• [The task]: Report how many lines in the items below contain the string "countertop", treating uppercase and lowercase letters as different, and give only the number.

• [Given information]:
_ _ _ _ _

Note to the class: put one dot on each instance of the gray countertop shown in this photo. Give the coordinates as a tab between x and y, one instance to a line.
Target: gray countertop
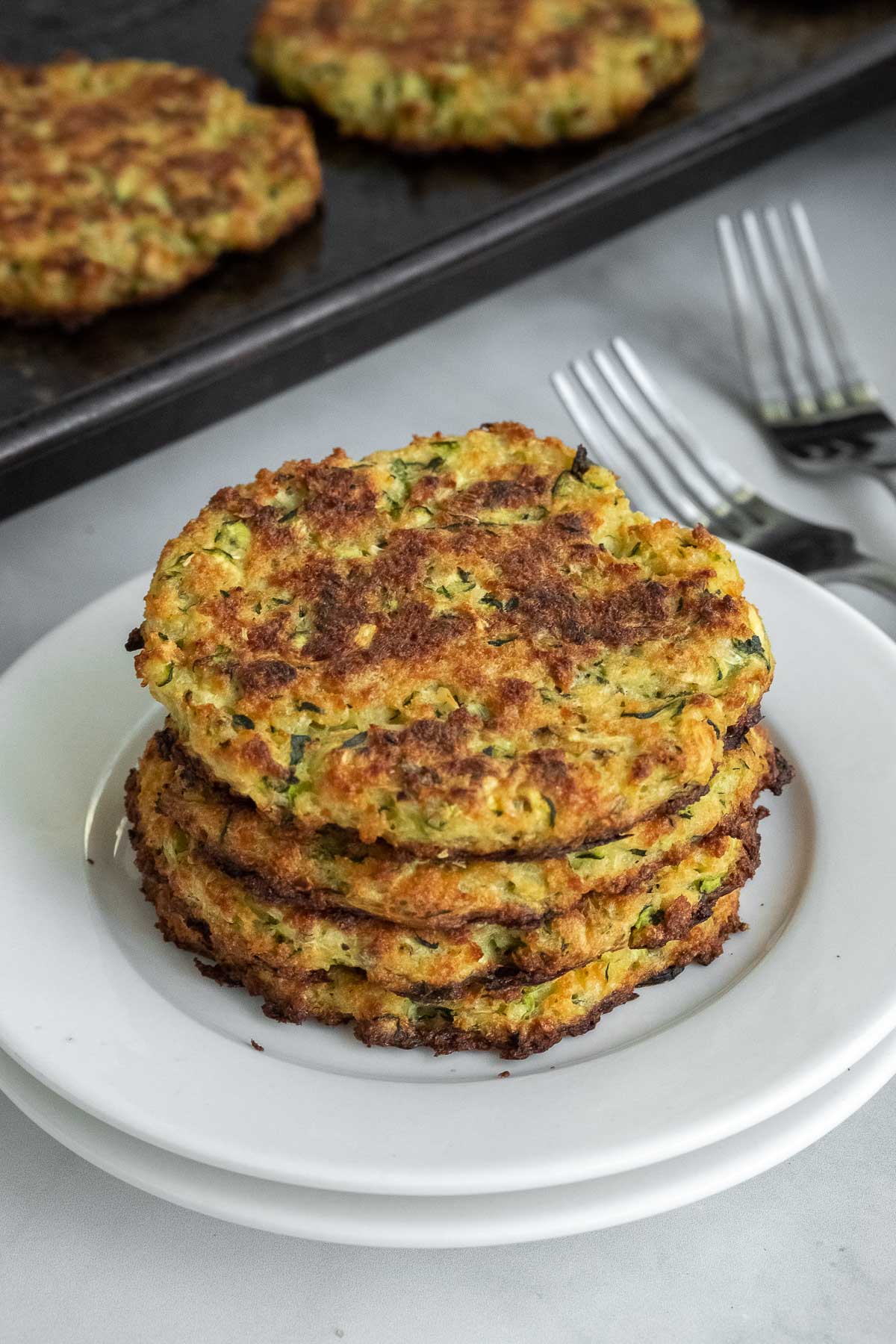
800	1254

_ _ _ _ _

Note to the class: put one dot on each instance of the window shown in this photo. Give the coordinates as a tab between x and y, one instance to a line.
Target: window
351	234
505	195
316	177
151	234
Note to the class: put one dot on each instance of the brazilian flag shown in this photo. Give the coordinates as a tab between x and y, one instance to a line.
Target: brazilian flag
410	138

_ _ _ _ _

• [Solved problem]: 2